[Passage for review — start]

The bricks-and-mortar Fairview Heights Planned Parenthood clinic is located just across the state line from St. Louis, Missouri. It opened in 2019 as Missouri began narrowing abortion options. The state had one of the most restrictive abortion laws in the country before the Supreme Court’s decision this summer in Dobbs v. Jackson Women’s Health Organization.

Women and girls in Missouri can also get abortion services at Hope Clinic for Women in Granite City, Illinois, also located just across the state line from St. Louis.

Planned Parenthood, which expects about 14,000 out-of-state patients a year will visit its mobile clinic once it is in operation, could offer more mobile units in the future, depending on the success of the concept.

Nationwide, abortion rights activists are mobilizing to overcome laws in about half of U.S. states that either outright ban or make it nearly impossible for women and girls to get abortions.

“We are all trying to work together to meet the exponential increase in the number of patients that are traveling from banned states to what we’re calling ‘haven states’ for abortion care,” Rodriguez told NPR. “It’s an all-hands-on-deck moment.”

Another organization, Just the Pill, headquartered in St. Paul, Minnesota, where abortion laws remain unchanged after the Dobbs decision, also plans to offer mobile clinic-based services to patients in Midwest and Western states.

Just the Pill is considering a range of options to offer mobile abortion services, Dr. Julie Amaon, a family practitioner who works with the organization, told Ms. Magazine.

Among the questions the organization has posed is whether a riverboat launched from a legal state such as Minnesota or Illinois could go to the federal waters of the Gulf of Mexico to open access in Southern states.

“We’re trying to think of all the things that we can do to open up access for people,” Amaon told Ms.

[Passage for review — finish]
[Data extract — start]

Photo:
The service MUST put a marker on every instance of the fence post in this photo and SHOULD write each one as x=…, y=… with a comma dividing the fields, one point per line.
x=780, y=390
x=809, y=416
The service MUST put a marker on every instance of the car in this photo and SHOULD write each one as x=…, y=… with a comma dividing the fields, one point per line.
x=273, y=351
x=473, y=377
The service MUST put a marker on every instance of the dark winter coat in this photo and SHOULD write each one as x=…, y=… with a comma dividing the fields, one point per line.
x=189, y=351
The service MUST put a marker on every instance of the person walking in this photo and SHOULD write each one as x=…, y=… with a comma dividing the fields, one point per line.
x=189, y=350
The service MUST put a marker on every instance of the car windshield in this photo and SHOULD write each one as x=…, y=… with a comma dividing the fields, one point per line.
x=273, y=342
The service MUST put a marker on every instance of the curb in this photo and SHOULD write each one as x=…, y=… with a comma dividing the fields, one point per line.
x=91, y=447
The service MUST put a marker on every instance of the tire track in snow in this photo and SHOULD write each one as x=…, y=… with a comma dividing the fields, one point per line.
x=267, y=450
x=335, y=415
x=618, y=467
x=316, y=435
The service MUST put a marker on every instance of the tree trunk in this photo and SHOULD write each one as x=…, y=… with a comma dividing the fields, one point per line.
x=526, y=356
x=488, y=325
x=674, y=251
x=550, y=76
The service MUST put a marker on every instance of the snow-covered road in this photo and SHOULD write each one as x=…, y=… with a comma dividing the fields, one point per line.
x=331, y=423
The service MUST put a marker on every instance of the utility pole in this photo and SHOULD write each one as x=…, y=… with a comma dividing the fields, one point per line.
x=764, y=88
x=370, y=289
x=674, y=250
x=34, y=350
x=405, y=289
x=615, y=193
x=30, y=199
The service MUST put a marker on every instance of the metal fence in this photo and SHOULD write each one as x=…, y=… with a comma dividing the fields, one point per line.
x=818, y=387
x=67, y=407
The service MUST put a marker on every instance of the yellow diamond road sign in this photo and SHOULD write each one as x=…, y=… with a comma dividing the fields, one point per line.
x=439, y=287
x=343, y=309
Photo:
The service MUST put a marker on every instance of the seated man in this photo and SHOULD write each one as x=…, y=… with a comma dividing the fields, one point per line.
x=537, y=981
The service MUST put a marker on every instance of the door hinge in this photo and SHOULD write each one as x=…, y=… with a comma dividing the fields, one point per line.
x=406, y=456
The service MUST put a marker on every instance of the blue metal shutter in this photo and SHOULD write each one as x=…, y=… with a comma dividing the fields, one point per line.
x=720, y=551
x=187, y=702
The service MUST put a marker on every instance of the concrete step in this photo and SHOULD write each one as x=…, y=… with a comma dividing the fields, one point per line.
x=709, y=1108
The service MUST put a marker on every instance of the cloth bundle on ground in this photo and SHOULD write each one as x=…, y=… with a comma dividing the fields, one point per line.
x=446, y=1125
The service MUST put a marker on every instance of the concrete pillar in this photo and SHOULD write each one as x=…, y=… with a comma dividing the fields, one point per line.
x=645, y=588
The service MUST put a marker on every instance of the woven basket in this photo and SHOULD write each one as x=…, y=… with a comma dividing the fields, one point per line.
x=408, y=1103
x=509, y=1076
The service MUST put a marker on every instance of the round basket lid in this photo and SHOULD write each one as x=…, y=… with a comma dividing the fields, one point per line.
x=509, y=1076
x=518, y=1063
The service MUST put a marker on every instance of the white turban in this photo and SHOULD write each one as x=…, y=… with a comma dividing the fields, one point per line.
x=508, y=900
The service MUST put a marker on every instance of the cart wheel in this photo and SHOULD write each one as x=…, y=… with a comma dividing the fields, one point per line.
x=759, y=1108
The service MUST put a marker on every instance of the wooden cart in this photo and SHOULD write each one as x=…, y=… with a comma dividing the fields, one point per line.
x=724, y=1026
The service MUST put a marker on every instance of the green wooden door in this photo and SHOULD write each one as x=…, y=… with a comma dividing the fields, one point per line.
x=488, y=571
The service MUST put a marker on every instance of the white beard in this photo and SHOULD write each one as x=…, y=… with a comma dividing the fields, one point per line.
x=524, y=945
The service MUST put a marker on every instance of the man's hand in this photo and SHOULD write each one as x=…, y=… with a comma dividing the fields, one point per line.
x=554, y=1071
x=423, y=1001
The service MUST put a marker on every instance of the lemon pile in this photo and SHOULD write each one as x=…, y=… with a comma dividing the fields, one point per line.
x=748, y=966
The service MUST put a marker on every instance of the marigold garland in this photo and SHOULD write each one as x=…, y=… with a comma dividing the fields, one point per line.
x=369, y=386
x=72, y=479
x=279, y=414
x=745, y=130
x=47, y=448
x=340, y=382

[Data extract — finish]

Work to complete:
Can you transcribe the article about mobile abortion clinics from "The bricks-and-mortar Fairview" up to and including "Women’s Health Organization."?

Answer area:
The bricks-and-mortar Fairview Heights Planned Parenthood clinic is located just across the state line from St. Louis, Missouri. It opened in 2019 as Missouri began narrowing abortion options. The state had one of the most restrictive abortion laws in the country before the Supreme Court’s decision this summer in Dobbs v. Jackson Women’s Health Organization.